▶ [Task objective]:
Print the listing below in full. Alter nothing.

▶ [Dataset entries]:
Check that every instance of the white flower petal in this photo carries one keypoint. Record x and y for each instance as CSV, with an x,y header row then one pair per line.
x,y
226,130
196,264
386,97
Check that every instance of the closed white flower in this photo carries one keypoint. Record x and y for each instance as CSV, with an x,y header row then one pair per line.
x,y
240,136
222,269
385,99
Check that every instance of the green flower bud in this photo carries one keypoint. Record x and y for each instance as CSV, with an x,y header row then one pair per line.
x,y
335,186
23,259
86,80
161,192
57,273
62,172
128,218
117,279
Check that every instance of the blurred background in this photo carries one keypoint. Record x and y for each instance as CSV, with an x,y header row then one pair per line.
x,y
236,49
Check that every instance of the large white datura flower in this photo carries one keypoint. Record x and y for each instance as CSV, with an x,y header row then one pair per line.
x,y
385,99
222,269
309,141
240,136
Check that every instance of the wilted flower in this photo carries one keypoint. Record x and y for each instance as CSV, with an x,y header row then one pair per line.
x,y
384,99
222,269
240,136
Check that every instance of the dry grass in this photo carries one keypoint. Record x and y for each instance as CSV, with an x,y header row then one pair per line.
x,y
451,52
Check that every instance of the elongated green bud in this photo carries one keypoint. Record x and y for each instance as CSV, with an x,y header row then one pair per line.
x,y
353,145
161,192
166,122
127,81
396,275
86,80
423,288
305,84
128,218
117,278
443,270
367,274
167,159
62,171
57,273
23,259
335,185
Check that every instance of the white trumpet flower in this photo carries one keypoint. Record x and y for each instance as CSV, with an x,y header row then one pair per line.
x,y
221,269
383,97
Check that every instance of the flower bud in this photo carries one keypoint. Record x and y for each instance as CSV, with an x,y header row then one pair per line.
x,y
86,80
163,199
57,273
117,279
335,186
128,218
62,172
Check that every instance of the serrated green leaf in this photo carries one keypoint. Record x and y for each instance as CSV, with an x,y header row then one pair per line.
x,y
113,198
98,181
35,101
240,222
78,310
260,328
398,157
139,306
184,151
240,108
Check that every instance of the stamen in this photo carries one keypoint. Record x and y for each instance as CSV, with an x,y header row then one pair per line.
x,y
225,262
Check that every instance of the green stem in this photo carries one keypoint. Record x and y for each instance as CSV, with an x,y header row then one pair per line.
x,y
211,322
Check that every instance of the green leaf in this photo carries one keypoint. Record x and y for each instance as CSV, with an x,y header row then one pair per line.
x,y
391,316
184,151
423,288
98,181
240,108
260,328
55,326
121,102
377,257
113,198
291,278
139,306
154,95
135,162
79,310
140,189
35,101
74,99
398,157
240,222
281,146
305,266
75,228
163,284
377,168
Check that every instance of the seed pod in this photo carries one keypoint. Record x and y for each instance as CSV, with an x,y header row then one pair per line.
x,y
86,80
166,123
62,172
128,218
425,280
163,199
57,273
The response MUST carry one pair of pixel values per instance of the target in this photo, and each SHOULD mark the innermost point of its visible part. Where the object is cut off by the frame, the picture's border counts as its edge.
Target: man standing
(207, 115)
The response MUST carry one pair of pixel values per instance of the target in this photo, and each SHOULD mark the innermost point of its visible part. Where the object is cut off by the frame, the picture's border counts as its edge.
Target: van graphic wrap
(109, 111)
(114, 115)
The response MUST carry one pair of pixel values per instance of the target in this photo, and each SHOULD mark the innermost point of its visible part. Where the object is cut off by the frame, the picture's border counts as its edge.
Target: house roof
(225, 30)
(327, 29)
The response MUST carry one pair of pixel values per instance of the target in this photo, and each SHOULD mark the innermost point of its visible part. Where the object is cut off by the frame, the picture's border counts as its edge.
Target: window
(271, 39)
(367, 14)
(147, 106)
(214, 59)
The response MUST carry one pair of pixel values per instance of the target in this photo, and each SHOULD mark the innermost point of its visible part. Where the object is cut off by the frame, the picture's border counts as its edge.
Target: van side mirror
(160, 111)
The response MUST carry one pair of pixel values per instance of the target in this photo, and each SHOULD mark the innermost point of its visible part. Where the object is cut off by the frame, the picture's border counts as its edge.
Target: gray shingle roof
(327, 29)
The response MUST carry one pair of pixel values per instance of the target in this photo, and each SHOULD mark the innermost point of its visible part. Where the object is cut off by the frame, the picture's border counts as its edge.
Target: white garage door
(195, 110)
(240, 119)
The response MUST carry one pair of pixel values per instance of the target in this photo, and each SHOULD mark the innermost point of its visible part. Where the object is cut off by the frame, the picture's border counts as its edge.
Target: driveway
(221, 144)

▶ [The completed task]:
Check that every instance of the white flower petal in this photo carries one keypoint. Record x and y for each instance as CSV, with an x,y header row then one pair per line.
x,y
226,130
196,264
386,97
Check that every instance of the closed white flower in this photo carries one keypoint. Record x and y for each instance as CSV, with an x,y header row then one pair per line.
x,y
240,136
222,269
385,99
Check that every instance of the green flower bud in this photo carries one keypoint. Record x and y for each instance as CSV, with an x,y header row then one pair per line.
x,y
335,186
23,259
86,80
161,192
57,273
62,172
128,218
117,279
Check that every instance of the blurred background in this photo carries one keypoint. Record x and y for each instance as CSV, with an x,y header row then one pair per line.
x,y
236,49
Check that every instance of the large white datura flower in this photo carries one keypoint. Record x and y for each instance as CSV, with an x,y header row then one pair per line.
x,y
385,99
222,269
309,141
240,136
Check that every instance of the wilted flower in this photo carries one keypoint. Record x and y for each instance as CSV, with an x,y header row then one pair per line.
x,y
384,99
222,269
240,136
Check that every instance of the dry grass in this photo carries one keypoint. Record x and y for each instance as CSV, with an x,y header row then one pair per line.
x,y
451,52
Check that every instance of the elongated green bud in this photo carries one keypoint. Record x and y for each instance as CSV, with an x,y header row then one pair per line.
x,y
353,145
161,192
166,122
127,81
396,275
86,80
423,288
305,84
128,218
117,278
443,270
367,274
167,159
62,171
57,273
23,259
335,185
Check that every instance of the white trumpet flower in this photo carries one keypoint. Record x and y for each instance as CSV, with an x,y header row then one pair per line.
x,y
221,269
383,97
Check that every instance of the flower bud in this photo carries one keypoint. Record x and y for each instance as CSV, with an x,y header row then one pair per line.
x,y
86,80
163,199
57,273
117,279
335,186
128,218
62,172
Check that every instance of the serrated green leaf in this photo carries one keypoint. Record x and y for each instance as CSV, with an x,y header row then one pair per line.
x,y
113,198
98,181
35,101
240,222
78,310
260,328
398,157
139,306
184,151
240,108
Check that every instance of the stamen in this photo carries one keypoint. Record x and y for each instance as CSV, with an x,y header row then one pair per line.
x,y
225,262
Check that every instance of the green stem in this photo carries one keypoint. Record x and y for each instance as CSV, with an x,y header row then one pair per line.
x,y
211,322
Check that every instance of the green leaf in this photo carries one keypoint. Record x and y for each instance as CSV, with an x,y header row then one pair per line.
x,y
391,316
184,151
423,288
98,181
240,108
260,328
55,326
121,102
377,257
113,198
291,278
139,306
154,95
135,162
79,310
140,189
35,101
74,99
398,157
240,222
281,146
305,266
75,228
163,284
377,168
Check that every instance of the seed pod in this photo carries one keypoint. Record x and y for each instance as CSV, with an x,y header row then one pair per line.
x,y
86,80
166,123
62,172
128,218
425,280
163,199
57,273
The response MUST carry one pair of pixel values per instance of the target in this photo, and each SHOULD mark the innermost point of its visible part. Where the object is cut off by the frame, the picture's border counts as its edge.
Target: man standing
(207, 115)
The response MUST carry one pair of pixel values per instance of the target in this photo, and each SHOULD mark the innermost point of its visible part. Where the object is cut off by the frame, the picture's border counts as its edge.
Target: van graphic wrap
(109, 111)
(114, 115)
The response MUST carry one pair of pixel values per instance of the target in this photo, and each SHOULD mark the innermost point of its visible part. Where the object is cut off by the frame, the picture's border counts as its edge.
Target: house roof
(225, 30)
(327, 29)
The response MUST carry one pair of pixel values per instance of the target in this photo, and each SHOULD mark the innermost point of its visible part. Where the object is cut off by the frame, the picture's border counts as its edge.
Target: window
(271, 39)
(367, 14)
(147, 106)
(214, 59)
The response MUST carry one pair of pixel values per instance of the target in this photo, and each SHOULD mark the innermost point of its visible part. Where the object is cut off by the frame, the picture's border counts as its edge.
Target: van side mirror
(160, 111)
The response MUST carry one pair of pixel values per instance of the target in this photo, and each SHOULD mark the innermost point of its visible part. Where the object is cut off by the frame, the picture's border counts as its edge.
Target: gray shingle roof
(327, 29)
The response MUST carry one pair of pixel values per instance of the target in this photo, and each SHOULD mark the innermost point of its visible part. Where the object is cut off by the frame, the picture's border counts as its edge.
Target: white garage door
(195, 110)
(240, 119)
The response MUST carry one pair of pixel values per instance of the target in this photo, and each SHOULD mark the innermost point of its visible part. Where the object is cut off by the frame, the picture's border counts as its edge.
Target: driveway
(221, 144)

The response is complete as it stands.